> Try it: Give back every record word for word, keeping the pictures out.

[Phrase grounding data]

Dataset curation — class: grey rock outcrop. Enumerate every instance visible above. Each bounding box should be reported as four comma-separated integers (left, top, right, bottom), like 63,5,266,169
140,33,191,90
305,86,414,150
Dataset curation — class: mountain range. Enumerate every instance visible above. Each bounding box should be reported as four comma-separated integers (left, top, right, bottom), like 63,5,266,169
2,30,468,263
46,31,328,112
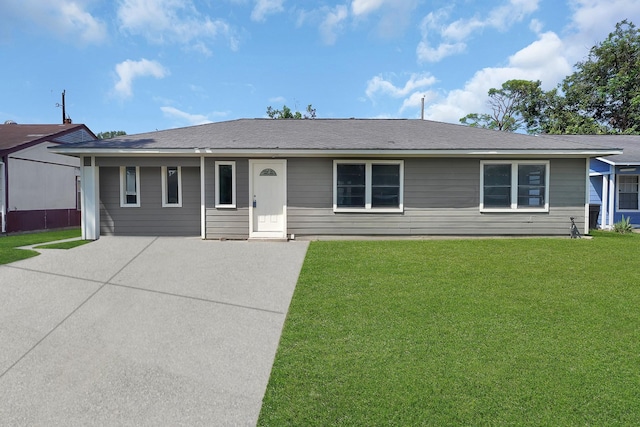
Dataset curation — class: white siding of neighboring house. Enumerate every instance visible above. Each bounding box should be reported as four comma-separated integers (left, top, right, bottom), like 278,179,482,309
7,143,80,211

> Your response:
Dataset curation — class: grey rock outcrop. Enumerate every instance visible above. Each bounding box should be reported as four comma-separated integers (left, top, right, bottom), like 63,5,266,169
140,33,191,90
305,86,414,150
Dataset curation — class: mountain range. Enumerate every instance visible above. Each bounding box should be reported as four comma-separated integers (left, top, right, bottom), like 63,5,266,169
2,30,468,263
46,31,328,112
Dataset curation — class: white siding of neighboring house. Enumerate every instance visible above. Each bounding box should be reported as four comma-separated integers (left, top, right, bottom), like 278,179,482,309
7,143,80,211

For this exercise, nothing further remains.